[Records for the task]:
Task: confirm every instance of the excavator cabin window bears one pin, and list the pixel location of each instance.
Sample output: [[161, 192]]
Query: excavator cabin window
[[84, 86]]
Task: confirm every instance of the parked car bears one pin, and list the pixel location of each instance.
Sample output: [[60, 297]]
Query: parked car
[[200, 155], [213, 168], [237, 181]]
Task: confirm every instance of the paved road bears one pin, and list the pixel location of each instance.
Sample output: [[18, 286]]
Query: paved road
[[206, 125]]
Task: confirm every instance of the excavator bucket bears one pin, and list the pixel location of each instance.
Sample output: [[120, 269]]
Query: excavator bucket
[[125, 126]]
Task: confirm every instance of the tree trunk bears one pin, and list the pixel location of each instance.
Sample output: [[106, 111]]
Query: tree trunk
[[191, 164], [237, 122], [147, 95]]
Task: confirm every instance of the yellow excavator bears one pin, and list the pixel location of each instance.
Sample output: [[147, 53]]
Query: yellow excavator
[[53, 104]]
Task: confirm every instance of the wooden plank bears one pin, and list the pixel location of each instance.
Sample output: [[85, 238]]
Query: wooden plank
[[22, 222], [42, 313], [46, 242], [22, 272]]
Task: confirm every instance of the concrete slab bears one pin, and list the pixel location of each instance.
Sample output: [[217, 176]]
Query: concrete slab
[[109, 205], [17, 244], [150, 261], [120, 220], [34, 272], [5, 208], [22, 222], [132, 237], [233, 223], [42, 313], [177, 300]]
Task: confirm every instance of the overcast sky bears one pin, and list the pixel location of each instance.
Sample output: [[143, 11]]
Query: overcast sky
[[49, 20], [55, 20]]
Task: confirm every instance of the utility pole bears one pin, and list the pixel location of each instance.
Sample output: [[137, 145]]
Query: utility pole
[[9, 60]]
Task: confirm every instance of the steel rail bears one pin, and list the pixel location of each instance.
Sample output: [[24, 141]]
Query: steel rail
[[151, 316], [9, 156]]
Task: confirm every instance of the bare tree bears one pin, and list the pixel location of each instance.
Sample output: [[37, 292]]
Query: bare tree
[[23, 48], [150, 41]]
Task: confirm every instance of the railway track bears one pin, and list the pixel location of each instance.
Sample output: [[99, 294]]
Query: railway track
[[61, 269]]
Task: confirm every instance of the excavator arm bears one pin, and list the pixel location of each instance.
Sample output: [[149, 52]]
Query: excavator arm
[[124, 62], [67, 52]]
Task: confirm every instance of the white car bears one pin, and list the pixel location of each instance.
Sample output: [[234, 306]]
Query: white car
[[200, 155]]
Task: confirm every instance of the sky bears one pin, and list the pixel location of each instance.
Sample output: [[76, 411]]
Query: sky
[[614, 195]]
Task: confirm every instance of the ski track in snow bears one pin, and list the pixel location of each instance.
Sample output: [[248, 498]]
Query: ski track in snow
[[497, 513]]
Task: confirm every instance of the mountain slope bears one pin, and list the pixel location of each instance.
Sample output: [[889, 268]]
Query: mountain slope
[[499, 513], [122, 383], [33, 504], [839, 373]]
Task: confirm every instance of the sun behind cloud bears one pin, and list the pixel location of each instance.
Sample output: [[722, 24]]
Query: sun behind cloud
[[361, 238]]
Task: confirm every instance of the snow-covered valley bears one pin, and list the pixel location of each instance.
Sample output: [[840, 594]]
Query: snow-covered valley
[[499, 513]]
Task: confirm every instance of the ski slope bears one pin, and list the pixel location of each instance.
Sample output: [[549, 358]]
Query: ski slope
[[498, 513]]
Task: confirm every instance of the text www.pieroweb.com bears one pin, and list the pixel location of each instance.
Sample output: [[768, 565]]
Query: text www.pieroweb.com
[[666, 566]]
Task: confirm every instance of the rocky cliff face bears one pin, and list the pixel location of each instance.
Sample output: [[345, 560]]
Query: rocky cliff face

[Exercise objective]: Convert every line of the material above into a numbered list, omitting any blank lines.

[Finished answer]:
1. Task: confirm every instance of the excavator cabin window bears one pin, and list the pixel location of each instance.
2. Sample output: [[161, 192]]
3. Query: excavator cabin window
4. [[84, 86]]
5. Task: confirm every instance of the parked car bears one pin, and list the pixel location of each instance.
6. Sample output: [[60, 297]]
7. Query: parked car
8. [[200, 155], [213, 168], [237, 181]]
9. Task: confirm every instance of the paved road bears one pin, and list the pixel location of each instance.
10. Sample output: [[18, 286]]
11. Query: paved road
12. [[206, 125]]
13. Task: confirm every instance of the excavator bucket bears one pin, and list the pixel location of each instance.
14. Sample output: [[120, 269]]
15. Query: excavator bucket
16. [[125, 126]]
17. Task: confirm every instance of the tree trunk bears one pin, and list the pixel location of each instance.
18. Sample output: [[106, 111]]
19. Query: tree trunk
20. [[191, 164], [237, 122], [147, 95]]
21. Task: confirm every instance of the yellow excavator bears one pin, and list the pixel location of each instance.
22. Sample output: [[147, 53]]
23. Query: yellow excavator
24. [[53, 104]]
25. Task: confirm every instance of the wooden plank bears one pin, and list the pixel location of each instance.
26. Sample output: [[85, 238]]
27. Query: wooden plank
28. [[22, 222], [42, 313], [46, 242], [22, 272]]
29. Task: confirm every instance of the concrete slab bears one pin, and list the pixel location of each instance.
30. Sample output: [[217, 176]]
31. Query: concrete slab
32. [[109, 205], [17, 244], [150, 261], [120, 220], [34, 272], [5, 208], [22, 222], [132, 237], [233, 223], [42, 313], [177, 300]]
33. Task: confirm every instance of the overcast sky bears one pin, and list the pixel location of each instance.
34. Sample output: [[143, 11]]
35. Query: overcast sky
36. [[49, 20], [55, 20]]
37. Task: confirm every instance of the utility pole bears one pin, and list the pixel location of each instance.
38. Sample output: [[137, 145]]
39. Query: utility pole
40. [[9, 60]]
41. Task: confirm every instance of the steel rail bears one pin, and list the pixel location of each instance.
42. Sample output: [[24, 141]]
43. Query: steel rail
44. [[151, 316], [9, 156]]
45. Task: confirm every instance of the bare tree bears one pin, and list the pixel location of each instance.
46. Sample output: [[37, 292]]
47. Query: bare tree
48. [[23, 48], [150, 41]]
49. Task: confirm every instance of the railway track bears one pin, and list the pixel location of each instance.
50. Sample output: [[99, 294]]
51. Query: railway track
52. [[61, 269]]
53. Task: confirm every instance of the excavator arm bears one pin, and list the pixel location of each instance.
54. Sample output: [[149, 52]]
55. Query: excavator arm
56. [[124, 62], [67, 52]]
57. Task: confirm every instance of the white car bears one pin, and list the pixel location of each instance.
58. Sample output: [[234, 306]]
59. Query: white car
60. [[200, 155]]
61. Task: confirm every instance of the sky bears one pin, and list the pixel location of each instance.
62. Sample output: [[76, 411]]
63. Query: sky
64. [[614, 195]]
65. Task: confirm every instance of the ski track in snow bears one pin, and list the pixel location of each instance.
66. Sample output: [[248, 498]]
67. Query: ski track in snow
68. [[497, 513]]
69. Task: confirm every instance of the mountain slope bears one pin, and list the pixel location of each instance.
70. Sample output: [[889, 268]]
71. Query: mountain slope
72. [[499, 513], [122, 383], [33, 504], [839, 373]]
73. Task: confirm every instance of the sun behind cloud bears one pin, and list the pixel location of each instance.
74. Sample output: [[722, 24]]
75. Query: sun behind cloud
76. [[361, 238]]
77. Task: confirm every instance of the snow-covered valley bears one pin, and list the pixel location of each instance.
78. Sample output: [[840, 594]]
79. Query: snow-covered valley
80. [[499, 513]]
81. Task: confirm every instance of the ski slope bears one pin, and list the pixel location of each instance.
82. Sample output: [[549, 358]]
83. Query: ski slope
84. [[498, 513]]
85. Task: confirm every instance of the text www.pieroweb.com bears one pin, and list the pixel location of each instance.
86. Sample output: [[768, 565]]
87. Query: text www.pieroweb.com
88. [[666, 566]]
89. Task: confirm every instance of the rocky cliff face bears one pin, and list the pixel location of each instance.
90. Sample output: [[345, 560]]
91. Query: rocky cliff face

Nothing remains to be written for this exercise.